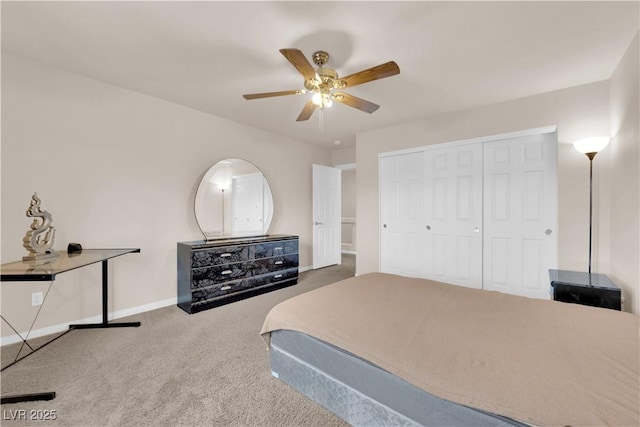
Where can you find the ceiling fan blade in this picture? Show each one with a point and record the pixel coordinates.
(381, 71)
(306, 112)
(270, 94)
(355, 102)
(298, 60)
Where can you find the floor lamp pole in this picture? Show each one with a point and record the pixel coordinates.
(591, 156)
(223, 215)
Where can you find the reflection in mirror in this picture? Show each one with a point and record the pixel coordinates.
(233, 200)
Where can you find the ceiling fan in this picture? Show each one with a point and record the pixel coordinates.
(326, 86)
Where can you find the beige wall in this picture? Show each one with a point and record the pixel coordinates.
(622, 160)
(117, 168)
(578, 112)
(603, 108)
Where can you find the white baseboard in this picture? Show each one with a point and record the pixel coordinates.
(12, 339)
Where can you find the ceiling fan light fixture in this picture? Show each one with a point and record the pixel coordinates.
(323, 83)
(322, 100)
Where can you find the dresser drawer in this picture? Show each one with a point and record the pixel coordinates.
(208, 276)
(266, 265)
(221, 255)
(277, 276)
(207, 294)
(217, 272)
(270, 249)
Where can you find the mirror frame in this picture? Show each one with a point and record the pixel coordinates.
(238, 184)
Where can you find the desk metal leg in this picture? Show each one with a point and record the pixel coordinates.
(105, 312)
(16, 398)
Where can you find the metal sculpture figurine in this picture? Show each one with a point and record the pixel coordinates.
(39, 239)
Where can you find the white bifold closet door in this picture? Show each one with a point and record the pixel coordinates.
(402, 217)
(477, 214)
(520, 214)
(453, 215)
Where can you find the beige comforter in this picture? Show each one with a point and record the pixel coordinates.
(546, 363)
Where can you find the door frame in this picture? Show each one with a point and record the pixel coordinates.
(332, 229)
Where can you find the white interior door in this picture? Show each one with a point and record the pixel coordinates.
(326, 216)
(401, 185)
(520, 214)
(453, 215)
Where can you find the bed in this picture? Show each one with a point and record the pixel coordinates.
(382, 349)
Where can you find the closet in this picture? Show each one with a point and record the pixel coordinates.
(479, 213)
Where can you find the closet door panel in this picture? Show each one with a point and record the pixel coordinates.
(401, 214)
(520, 214)
(453, 215)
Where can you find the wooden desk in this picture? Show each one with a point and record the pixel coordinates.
(47, 270)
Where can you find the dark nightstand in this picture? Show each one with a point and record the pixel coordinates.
(576, 287)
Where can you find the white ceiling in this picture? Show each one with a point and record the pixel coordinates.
(205, 54)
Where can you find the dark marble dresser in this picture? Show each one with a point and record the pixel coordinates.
(217, 272)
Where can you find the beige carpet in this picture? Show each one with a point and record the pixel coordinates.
(206, 369)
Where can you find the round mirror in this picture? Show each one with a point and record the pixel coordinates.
(233, 200)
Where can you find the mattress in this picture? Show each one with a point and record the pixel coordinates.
(361, 393)
(539, 362)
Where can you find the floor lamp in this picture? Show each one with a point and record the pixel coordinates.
(591, 147)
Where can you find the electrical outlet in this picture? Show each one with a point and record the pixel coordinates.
(36, 299)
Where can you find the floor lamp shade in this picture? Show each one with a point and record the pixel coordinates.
(590, 147)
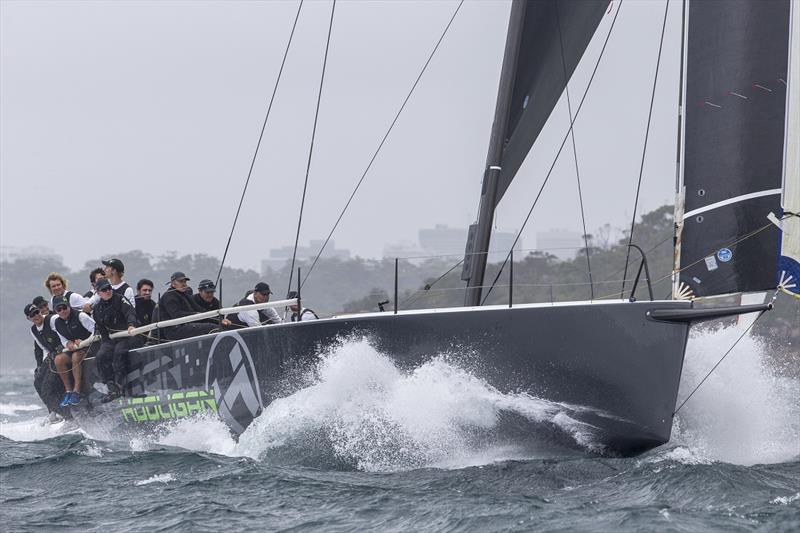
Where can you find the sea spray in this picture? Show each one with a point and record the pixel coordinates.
(369, 414)
(746, 412)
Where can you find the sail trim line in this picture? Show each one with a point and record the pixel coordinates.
(729, 201)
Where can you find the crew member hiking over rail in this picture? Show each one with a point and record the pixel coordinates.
(113, 313)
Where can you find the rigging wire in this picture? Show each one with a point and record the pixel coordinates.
(383, 140)
(720, 361)
(428, 286)
(311, 146)
(260, 137)
(563, 142)
(644, 148)
(575, 153)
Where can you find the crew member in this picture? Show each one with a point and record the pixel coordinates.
(258, 317)
(205, 298)
(43, 304)
(113, 313)
(144, 303)
(46, 346)
(114, 270)
(56, 284)
(94, 275)
(297, 315)
(72, 326)
(177, 302)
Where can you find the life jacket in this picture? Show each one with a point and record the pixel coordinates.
(145, 311)
(47, 337)
(71, 328)
(234, 318)
(110, 314)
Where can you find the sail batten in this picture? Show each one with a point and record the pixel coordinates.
(733, 152)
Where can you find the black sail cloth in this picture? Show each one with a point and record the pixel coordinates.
(735, 105)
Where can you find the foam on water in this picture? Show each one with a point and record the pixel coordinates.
(747, 411)
(374, 416)
(35, 429)
(157, 478)
(12, 409)
(359, 409)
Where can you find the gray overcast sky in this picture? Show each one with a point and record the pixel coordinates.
(131, 125)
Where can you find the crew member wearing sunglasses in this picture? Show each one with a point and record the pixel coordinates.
(72, 326)
(113, 313)
(45, 348)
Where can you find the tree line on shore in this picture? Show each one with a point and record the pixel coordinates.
(357, 284)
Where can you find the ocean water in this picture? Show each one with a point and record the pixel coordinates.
(366, 446)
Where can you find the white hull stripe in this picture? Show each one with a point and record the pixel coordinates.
(734, 200)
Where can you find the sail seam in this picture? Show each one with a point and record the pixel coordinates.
(729, 201)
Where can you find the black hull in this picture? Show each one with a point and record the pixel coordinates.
(620, 366)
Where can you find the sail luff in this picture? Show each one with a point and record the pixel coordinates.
(789, 261)
(532, 80)
(478, 245)
(733, 157)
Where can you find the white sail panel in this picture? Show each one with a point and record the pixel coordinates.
(789, 263)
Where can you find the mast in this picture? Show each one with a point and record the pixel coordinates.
(480, 233)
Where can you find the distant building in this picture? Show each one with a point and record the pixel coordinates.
(279, 257)
(442, 240)
(402, 249)
(562, 243)
(9, 254)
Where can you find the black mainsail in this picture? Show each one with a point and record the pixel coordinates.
(545, 38)
(736, 72)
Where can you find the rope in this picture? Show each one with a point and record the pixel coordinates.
(563, 141)
(718, 362)
(258, 144)
(644, 148)
(380, 145)
(311, 147)
(575, 153)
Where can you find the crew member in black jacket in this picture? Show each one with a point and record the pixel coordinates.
(46, 345)
(145, 305)
(177, 302)
(205, 298)
(72, 326)
(113, 313)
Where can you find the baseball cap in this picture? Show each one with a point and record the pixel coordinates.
(60, 300)
(262, 287)
(177, 276)
(115, 263)
(206, 285)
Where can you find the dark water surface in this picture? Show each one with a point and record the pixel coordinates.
(368, 447)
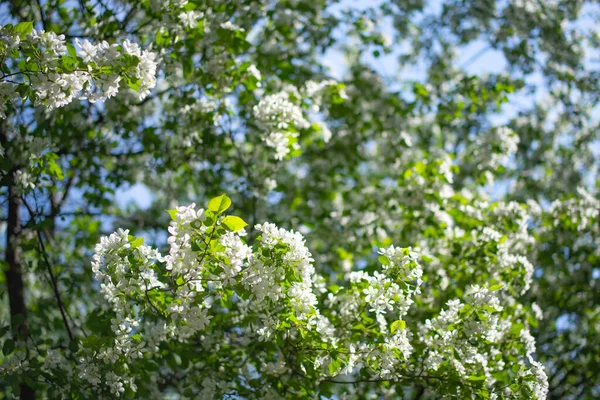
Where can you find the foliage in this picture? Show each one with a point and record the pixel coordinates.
(424, 239)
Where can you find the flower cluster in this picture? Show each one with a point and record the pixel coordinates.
(50, 72)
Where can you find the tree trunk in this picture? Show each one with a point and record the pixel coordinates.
(14, 275)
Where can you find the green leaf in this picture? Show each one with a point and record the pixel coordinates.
(233, 223)
(384, 260)
(137, 242)
(24, 27)
(54, 169)
(396, 325)
(334, 366)
(8, 347)
(71, 50)
(219, 204)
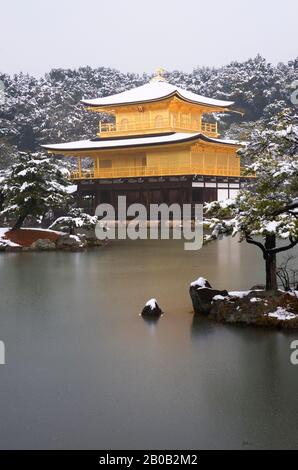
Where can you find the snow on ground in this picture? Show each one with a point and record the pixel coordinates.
(5, 241)
(151, 303)
(218, 297)
(200, 282)
(240, 294)
(282, 314)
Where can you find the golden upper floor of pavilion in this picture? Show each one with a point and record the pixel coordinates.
(155, 108)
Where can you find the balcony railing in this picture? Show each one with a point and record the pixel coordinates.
(140, 171)
(164, 125)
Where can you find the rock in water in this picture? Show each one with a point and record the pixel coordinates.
(43, 244)
(151, 309)
(202, 294)
(70, 242)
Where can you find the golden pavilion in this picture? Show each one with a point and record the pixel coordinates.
(157, 149)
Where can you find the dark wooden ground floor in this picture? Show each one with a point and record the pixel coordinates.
(169, 190)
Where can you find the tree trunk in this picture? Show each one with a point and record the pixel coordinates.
(19, 223)
(271, 278)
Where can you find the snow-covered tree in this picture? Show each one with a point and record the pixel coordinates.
(34, 185)
(267, 208)
(75, 218)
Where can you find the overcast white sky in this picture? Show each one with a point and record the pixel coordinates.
(138, 35)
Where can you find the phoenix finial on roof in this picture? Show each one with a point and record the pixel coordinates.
(159, 75)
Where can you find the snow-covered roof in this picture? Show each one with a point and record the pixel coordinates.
(155, 91)
(111, 143)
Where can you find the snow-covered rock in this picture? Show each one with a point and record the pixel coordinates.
(70, 242)
(151, 309)
(43, 244)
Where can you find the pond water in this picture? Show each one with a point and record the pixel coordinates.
(84, 371)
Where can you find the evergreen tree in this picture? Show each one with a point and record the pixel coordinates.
(34, 185)
(267, 208)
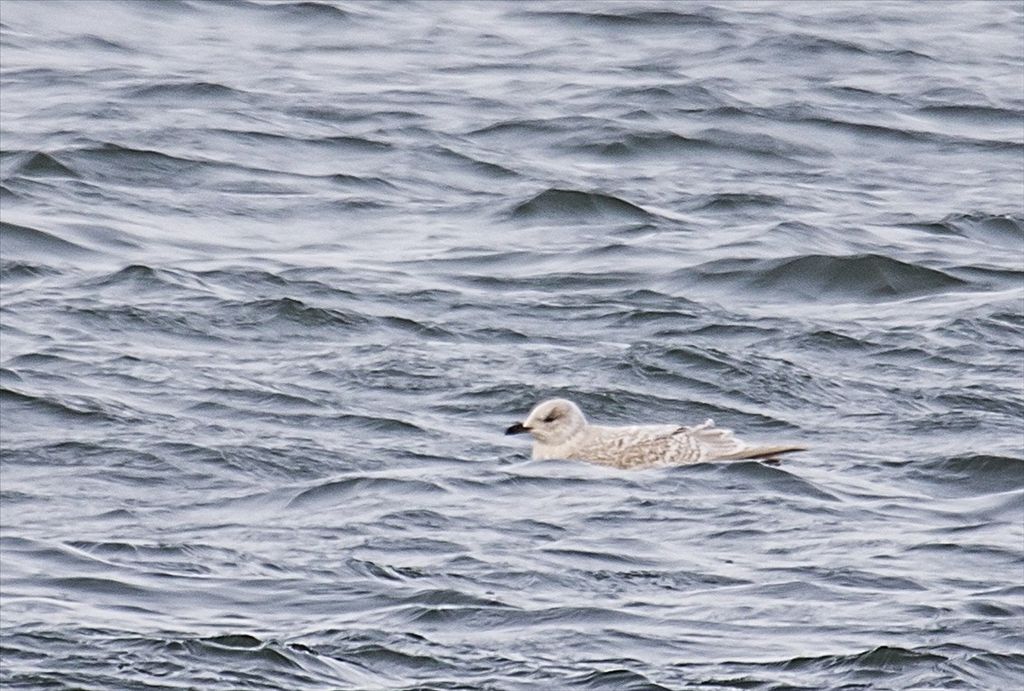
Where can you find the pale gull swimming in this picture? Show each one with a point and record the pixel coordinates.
(560, 431)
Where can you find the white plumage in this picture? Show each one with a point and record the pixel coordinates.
(560, 431)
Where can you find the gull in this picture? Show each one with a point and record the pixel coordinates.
(560, 431)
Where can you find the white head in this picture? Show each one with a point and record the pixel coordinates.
(553, 422)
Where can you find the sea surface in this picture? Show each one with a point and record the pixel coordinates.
(276, 275)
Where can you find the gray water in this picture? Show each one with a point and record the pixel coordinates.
(275, 276)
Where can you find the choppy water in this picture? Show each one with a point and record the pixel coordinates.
(276, 275)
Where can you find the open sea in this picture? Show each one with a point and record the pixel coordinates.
(275, 275)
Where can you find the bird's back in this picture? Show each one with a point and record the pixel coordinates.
(654, 445)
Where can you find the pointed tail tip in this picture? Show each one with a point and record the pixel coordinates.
(764, 452)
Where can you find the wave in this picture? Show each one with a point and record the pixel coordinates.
(865, 276)
(557, 205)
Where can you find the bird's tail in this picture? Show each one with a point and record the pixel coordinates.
(765, 452)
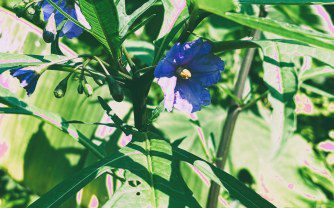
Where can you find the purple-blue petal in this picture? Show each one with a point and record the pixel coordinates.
(167, 85)
(164, 69)
(190, 96)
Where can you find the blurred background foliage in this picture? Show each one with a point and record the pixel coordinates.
(33, 159)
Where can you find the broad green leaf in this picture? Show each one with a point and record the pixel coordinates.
(141, 50)
(316, 72)
(280, 75)
(219, 6)
(35, 144)
(282, 29)
(317, 91)
(285, 2)
(7, 98)
(152, 178)
(103, 19)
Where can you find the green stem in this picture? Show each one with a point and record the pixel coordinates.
(252, 102)
(229, 124)
(129, 59)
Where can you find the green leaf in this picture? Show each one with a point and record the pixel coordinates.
(35, 144)
(280, 75)
(8, 61)
(315, 17)
(316, 72)
(285, 2)
(107, 19)
(7, 98)
(151, 175)
(103, 19)
(69, 187)
(277, 180)
(219, 6)
(236, 189)
(283, 29)
(162, 43)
■ ■ ■ ■
Give back exactly the lines that run from the line with "Where can you find the blurred" through the close of the material, counting both ends, and nothing more.

> RESPONSE FOR THIS EXERCISE:
Where can you find the blurred background foliage in this picture? Show each one with a point and record the pixel coordinates.
(33, 159)
Where can you find the broad green leaf in this picture? Show each one with a point and record the pixel coordinates.
(141, 50)
(316, 72)
(280, 75)
(219, 6)
(35, 144)
(282, 29)
(317, 91)
(285, 2)
(7, 98)
(152, 178)
(103, 19)
Where can you find the green stem in this picture? Show each one with a point and record the pixel coordinates.
(252, 102)
(229, 124)
(129, 59)
Where can you find the green leaf in this picture? Show each one with a point and record the pixel coordinates.
(35, 144)
(280, 75)
(8, 61)
(315, 17)
(316, 72)
(285, 2)
(107, 19)
(7, 98)
(151, 175)
(103, 19)
(69, 187)
(277, 180)
(219, 6)
(236, 189)
(283, 29)
(162, 43)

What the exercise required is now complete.